### SELECTED PASSAGE
────

Con: The code quality is uneven, especially if you don’t take time to review and test.
Con: Architecture tends to emerge as a side effect, not as a plan. This can make long-term maintenance painful.
Con: You can end up with a “cargo cult” codebase — things work, but no one knows why.

Vibe coding isn’t going to replace rigorous software engineering any time soon, but it’s a useful, fast-moving tool in the modern developer’s toolkit. It’s great for exploration, prototyping, and learning. But I don’t believe you can currently Vibe Code your way to an enterprise-quality professional application.

Enterprise Quality Software

For the past 20 years I’ve spent most of my time working on enterprise systems: software that must work securely and reliably for major customers and millions of users. This is significantly different from Vibe Coding and the sorts of work that LLMs currently excel at as it involves far more complicated applications with many specifications and numerous non-functional requirements.

For these sorts of professional applications LLMS are currently still lacking. They struggle to keep all of the details ‘in mind’ and produce high quality code. They can hallucinate and mislead. As clearly demonstrated throughout this exercise, they can write basic logs, comments, and tests, but lack the depth and insight that professionals bring.

Greater Context to the Rescue?

So was it a mistake to try to follow Harper Reed’s more structured approach to application development? Not necessarily. LLMs are rapidly improving, and may soon overcome some of their current limitations.

Some of the types of challenges I noted both with the approach the models took to defining the project and their ability to understand and work with complex code might be addressed by the significantly larger contexts that the latest LLMs are achieving.

With enough context you can point an LLM to a wide variety of source material related to your application and the model might, in some fashion, consider this material as it works through the process of creating questions, specifications, and blueprints. In this way it might be able to achieve a deeper understanding of the requirements closer to that of humans.

Likewise, you could point the system to reference documents (such as coding standards), best-practice information, and source code for large production programs such that it would ‘learn’ the paradigms your teams use when developing enterprise-quality products. With the recent introduction of the MCP standard by Anthropic it is already possible to point their models to up-to-date language definitions.

────

### ENTRIES SUPPLIED
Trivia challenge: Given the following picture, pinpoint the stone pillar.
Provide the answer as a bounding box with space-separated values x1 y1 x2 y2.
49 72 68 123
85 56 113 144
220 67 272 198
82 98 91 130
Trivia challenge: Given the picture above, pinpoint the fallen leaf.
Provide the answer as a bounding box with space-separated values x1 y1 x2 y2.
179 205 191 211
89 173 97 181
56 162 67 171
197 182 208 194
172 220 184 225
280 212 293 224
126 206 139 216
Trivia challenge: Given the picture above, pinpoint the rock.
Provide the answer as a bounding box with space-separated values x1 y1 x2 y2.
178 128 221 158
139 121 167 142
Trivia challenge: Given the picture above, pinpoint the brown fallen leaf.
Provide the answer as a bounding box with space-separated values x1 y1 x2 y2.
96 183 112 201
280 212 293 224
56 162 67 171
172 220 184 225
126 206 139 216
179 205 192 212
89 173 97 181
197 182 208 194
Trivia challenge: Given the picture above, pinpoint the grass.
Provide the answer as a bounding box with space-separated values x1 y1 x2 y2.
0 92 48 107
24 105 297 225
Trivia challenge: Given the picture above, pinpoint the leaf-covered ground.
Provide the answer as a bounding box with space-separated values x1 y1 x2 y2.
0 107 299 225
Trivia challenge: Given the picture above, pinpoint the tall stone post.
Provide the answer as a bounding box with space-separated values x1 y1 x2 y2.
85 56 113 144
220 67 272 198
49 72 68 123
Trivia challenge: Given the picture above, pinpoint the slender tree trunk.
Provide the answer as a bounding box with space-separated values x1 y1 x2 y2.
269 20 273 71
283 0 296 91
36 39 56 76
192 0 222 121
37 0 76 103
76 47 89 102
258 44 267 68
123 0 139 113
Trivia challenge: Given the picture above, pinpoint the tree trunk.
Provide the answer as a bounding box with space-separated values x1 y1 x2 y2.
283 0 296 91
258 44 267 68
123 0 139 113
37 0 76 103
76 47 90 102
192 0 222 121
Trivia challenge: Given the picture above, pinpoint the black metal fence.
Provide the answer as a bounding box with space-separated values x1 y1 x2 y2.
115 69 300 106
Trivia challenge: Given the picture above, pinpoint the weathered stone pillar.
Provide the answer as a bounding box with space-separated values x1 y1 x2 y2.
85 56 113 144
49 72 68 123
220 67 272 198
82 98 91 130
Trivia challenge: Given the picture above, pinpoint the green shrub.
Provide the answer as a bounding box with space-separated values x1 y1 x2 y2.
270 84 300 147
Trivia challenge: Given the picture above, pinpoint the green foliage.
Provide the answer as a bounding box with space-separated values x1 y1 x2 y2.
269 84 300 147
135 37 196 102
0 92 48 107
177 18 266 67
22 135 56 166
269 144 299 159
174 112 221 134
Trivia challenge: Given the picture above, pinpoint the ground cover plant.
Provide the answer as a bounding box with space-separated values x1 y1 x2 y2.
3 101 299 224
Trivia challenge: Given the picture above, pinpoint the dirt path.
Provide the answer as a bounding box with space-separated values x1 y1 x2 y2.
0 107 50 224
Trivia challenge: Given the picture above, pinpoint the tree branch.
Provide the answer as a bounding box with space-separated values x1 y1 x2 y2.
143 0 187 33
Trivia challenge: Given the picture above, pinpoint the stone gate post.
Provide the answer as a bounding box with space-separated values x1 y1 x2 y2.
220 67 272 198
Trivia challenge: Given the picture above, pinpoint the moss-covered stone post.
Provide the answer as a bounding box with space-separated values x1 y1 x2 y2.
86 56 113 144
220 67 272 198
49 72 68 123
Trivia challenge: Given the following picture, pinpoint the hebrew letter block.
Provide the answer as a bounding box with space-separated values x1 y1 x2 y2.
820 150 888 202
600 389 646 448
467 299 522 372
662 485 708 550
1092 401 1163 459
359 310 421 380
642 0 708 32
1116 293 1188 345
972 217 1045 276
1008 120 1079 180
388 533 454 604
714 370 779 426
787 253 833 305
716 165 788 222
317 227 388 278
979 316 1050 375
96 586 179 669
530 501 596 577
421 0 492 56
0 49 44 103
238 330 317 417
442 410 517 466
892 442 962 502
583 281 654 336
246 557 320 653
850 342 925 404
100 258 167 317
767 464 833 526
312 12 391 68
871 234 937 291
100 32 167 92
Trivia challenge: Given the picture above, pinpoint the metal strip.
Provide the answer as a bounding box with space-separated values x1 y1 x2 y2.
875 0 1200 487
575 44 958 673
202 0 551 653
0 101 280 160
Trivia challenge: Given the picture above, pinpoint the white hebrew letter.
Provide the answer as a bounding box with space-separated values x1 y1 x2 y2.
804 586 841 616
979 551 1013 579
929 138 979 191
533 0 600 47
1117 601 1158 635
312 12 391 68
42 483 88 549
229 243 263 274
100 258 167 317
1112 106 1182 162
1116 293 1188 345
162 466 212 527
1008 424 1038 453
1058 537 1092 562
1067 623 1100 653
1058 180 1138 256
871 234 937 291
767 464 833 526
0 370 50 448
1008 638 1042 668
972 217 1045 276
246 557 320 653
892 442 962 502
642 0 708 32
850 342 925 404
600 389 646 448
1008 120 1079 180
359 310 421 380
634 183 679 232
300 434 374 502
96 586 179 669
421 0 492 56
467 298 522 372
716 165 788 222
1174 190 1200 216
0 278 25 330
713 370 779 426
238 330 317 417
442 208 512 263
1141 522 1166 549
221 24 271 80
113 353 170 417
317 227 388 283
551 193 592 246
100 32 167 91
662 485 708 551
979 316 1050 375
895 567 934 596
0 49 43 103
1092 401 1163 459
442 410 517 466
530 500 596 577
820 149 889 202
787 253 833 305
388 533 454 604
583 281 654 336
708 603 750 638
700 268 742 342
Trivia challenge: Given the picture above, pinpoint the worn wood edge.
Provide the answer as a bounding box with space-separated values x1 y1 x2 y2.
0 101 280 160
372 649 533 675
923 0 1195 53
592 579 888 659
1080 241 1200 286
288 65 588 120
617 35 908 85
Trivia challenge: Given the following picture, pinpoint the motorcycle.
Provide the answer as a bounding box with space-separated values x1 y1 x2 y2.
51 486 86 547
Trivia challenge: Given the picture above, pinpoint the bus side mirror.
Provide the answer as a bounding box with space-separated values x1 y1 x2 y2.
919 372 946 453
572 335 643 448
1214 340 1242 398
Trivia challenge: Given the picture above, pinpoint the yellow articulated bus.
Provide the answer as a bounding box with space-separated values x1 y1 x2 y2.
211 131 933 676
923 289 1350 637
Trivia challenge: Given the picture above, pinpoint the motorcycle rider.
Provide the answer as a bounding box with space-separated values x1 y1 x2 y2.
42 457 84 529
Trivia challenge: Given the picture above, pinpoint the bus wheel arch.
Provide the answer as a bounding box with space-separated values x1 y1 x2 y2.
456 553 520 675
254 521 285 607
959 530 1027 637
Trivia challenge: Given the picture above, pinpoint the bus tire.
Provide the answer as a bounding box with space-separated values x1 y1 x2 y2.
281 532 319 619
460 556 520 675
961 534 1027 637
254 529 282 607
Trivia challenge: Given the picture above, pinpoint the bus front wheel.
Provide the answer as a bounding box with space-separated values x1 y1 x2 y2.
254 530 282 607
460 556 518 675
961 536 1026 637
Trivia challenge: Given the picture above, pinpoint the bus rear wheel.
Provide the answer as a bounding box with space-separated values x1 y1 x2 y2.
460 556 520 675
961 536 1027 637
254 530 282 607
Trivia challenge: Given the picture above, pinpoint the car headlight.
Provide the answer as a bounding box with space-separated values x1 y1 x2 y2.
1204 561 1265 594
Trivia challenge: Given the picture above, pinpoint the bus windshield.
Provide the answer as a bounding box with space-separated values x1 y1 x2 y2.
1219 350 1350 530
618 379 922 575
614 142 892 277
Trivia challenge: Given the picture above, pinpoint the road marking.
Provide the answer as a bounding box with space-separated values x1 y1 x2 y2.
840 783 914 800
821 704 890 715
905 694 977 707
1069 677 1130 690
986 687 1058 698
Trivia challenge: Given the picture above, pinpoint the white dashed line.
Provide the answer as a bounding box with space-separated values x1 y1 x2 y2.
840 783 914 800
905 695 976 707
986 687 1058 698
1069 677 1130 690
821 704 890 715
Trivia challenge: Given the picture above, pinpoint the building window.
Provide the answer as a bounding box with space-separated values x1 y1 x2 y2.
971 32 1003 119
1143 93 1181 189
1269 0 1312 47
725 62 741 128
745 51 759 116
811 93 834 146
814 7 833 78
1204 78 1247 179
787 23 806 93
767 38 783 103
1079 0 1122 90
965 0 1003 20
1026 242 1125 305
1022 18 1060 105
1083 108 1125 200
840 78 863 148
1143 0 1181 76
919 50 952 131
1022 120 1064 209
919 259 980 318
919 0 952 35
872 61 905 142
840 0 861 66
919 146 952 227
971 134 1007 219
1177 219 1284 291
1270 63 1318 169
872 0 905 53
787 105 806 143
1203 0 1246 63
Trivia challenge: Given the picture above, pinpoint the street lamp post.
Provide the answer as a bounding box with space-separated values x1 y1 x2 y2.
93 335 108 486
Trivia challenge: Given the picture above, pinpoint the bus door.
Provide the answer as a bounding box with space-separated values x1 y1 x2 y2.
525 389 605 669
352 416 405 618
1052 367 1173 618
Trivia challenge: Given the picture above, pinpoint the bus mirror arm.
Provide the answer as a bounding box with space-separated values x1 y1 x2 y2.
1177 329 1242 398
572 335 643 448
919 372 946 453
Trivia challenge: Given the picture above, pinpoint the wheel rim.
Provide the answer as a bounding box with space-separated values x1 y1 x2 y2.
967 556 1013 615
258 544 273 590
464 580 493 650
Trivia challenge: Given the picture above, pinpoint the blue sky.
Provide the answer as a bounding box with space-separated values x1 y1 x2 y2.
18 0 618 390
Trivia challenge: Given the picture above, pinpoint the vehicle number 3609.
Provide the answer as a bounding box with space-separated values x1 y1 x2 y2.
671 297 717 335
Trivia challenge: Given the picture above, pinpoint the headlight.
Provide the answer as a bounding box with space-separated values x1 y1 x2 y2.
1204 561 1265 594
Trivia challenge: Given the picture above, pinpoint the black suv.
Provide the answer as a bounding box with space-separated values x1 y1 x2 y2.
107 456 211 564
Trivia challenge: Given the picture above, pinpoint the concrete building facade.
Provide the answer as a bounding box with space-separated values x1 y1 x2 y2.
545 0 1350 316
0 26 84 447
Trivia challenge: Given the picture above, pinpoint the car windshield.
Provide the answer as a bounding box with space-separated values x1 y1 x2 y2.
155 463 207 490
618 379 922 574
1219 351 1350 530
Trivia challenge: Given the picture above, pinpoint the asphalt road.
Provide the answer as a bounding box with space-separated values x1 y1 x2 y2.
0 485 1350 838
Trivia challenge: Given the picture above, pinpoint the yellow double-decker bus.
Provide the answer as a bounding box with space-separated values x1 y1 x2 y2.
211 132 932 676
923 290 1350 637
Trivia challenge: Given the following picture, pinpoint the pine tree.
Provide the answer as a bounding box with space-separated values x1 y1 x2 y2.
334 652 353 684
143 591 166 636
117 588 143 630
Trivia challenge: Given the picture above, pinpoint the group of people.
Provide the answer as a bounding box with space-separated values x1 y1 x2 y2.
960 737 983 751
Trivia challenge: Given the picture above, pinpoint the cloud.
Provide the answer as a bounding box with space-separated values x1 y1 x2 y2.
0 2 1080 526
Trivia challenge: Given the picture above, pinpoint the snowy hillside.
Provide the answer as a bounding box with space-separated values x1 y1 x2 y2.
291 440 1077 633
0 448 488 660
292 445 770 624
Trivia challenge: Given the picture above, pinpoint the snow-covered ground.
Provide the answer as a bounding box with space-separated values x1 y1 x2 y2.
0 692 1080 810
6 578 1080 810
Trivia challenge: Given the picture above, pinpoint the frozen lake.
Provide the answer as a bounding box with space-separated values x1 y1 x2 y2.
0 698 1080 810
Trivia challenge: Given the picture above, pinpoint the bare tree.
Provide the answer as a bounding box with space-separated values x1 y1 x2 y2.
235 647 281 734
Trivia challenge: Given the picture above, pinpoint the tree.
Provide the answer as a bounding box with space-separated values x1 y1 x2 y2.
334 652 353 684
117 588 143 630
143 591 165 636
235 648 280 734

────

### TASK ITEM A
Rewrite the vibe coding passage from "Vibe coding isn’t" to "enterprise-quality professional application.", replacing "rigorous" with "disciplined".
### TASK ITEM B
In the vibe coding passage, what standard does Anthropic introduce?
### TASK ITEM C
Resume the vibe coding passage from where it stops.

### ANSWER A
Vibe coding isn’t going to replace disciplined software engineering any time soon, but it’s a useful, fast-moving tool in the modern developer’s toolkit. It’s great for exploration, prototyping, and learning. But I don’t believe you can currently Vibe Code your way to an enterprise-quality professional application.

### ANSWER B
The MCP standard.

### ANSWER C
I have not yet seen any of this in practice. I’ll look forward to finding out if these advances result in significantly better results.

A Replacement for Developers or Productivity Tools?

LLMs can and already are replacing some Developers, QA, Design, and Product folks. However, they cannot reliably work as well as skilled professionals. In this sense the initial question was always slightly misleading–LLMs are both replacements for some people, and tools that help others work more productively.

This should not be too surprising–all good tools work like this. A hand saw can help one person cut more wood than many people with stone tools, and a chainsaw dramatically improves the performance over the hand saw. So in both cases you can say that improved tools may replace people. Of course if you are not careful you can more easily cut off a limb when using the chainsaw…

As Andrej Karpathy, one of my favorite AI experts said regarding LLMs: “I don’t fully trust what is coming out here (from the model), this is just a probabilistic statistical recollection of the internet.”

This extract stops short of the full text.